GIVEN PASSAGE below:
BY RODERICK EIME
The banking, telecommunications and energy industries have one, but the travel industry does not. Who’s pushing for it and why?
The ongoing debate was raised again this week by travel journalist Winsor Dobbin who travelled incognito in the UK recently. When aghast at a hotel he booked on Wotif.com, he noted that there should be an overriding consumer advocate for this industry.
Writing for The Age, Dobbin remarked on his hotel room in Paddington (UK): “While the bedroom was minimalist at best, the bathroom was worse; the shower had virtually zero pressure and I had to stand under a few dribbles of water. But as the Wotif.com website claimed the rack rate for the Gresham Hotel in Paddington was £500 and described the place as “luxurious”, the £128.85 I paid should have made it a bargain. It wasn’t.”
Dobbin admonishes himself too for not checking on TripAdvisor first and for leaving his booking till very late in a busy city.
End of GIVEN PASSAGE.
→ **ASSIGNED TASK A**: In the article about a consumer advocate for the travel industry, why did Dobbin think the £128.85 he paid should have made the Gresham Hotel a bargain?
→ **ASSIGNED TASK B**: Extend the article about a consumer advocate for the travel industry, starting after its final paragraph.
EXERCISE DATA below:
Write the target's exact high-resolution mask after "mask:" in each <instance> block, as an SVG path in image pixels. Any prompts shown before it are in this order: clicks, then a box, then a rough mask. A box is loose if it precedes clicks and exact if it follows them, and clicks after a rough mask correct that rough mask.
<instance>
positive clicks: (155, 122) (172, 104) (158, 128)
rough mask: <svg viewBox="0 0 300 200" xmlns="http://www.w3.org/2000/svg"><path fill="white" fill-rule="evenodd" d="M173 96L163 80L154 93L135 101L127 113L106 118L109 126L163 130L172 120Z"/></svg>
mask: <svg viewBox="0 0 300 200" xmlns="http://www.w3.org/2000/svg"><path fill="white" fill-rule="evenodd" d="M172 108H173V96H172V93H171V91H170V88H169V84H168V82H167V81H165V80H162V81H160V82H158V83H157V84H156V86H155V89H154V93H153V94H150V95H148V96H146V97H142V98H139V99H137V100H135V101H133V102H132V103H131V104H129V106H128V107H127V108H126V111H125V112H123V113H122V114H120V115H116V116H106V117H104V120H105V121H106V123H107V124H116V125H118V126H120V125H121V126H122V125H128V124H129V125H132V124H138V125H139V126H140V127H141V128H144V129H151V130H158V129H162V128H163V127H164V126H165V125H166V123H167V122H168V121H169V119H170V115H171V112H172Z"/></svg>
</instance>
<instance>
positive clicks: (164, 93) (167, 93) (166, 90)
End of EXERCISE DATA.
→ **ANSWER SPACE A**: The Wotif.com website claimed the hotel's rack rate was £500 and described the place as "luxurious." Compared with that, £128.85 looked like a bargain.

→ **ANSWER SPACE B**:
“While I was able to get some satisfaction from Wotif, the whole process could have been avoided if the hotel description was accurate in the first place,” Dobbin told HM. “Australians generally seem afraid to complain and instead go to somewhere like TripAdvisor to vent their fury.”
Of course, trying to gain satisfaction from the other side of the world can be virtually impossible, but Dobbin says the Australian travel industry should at least take responsibility for itself. The site he used to book the hotel, however, was an Australian company, Wotif.com Holdings Limited, and this is how he was able to gain some recourse.
Australia has the Travel Compensation Fund, but it only protects those “who suffer loss as a result of the financial collapse of a participating travel agency business“, not from inaccurate (or worse) descriptions of products or services.
Australian consumer advocacy organisation, Choice, has led the call for the travel industry to appoint its own ombudsman for cases like this in our own domestic market.
Choice spokesperson, Christopher Zinn, says making a complaint to Consumer Affairs can be “long and drawn out” and most people would prefer to avoid the hassle.
Recent issues with airlines have also kept this debate alive as there is currently no overseeing body able to resolve lingering consumer issues. As it stands, passengers travelling within the European Union and the US have far more consumer rights than those in Australia.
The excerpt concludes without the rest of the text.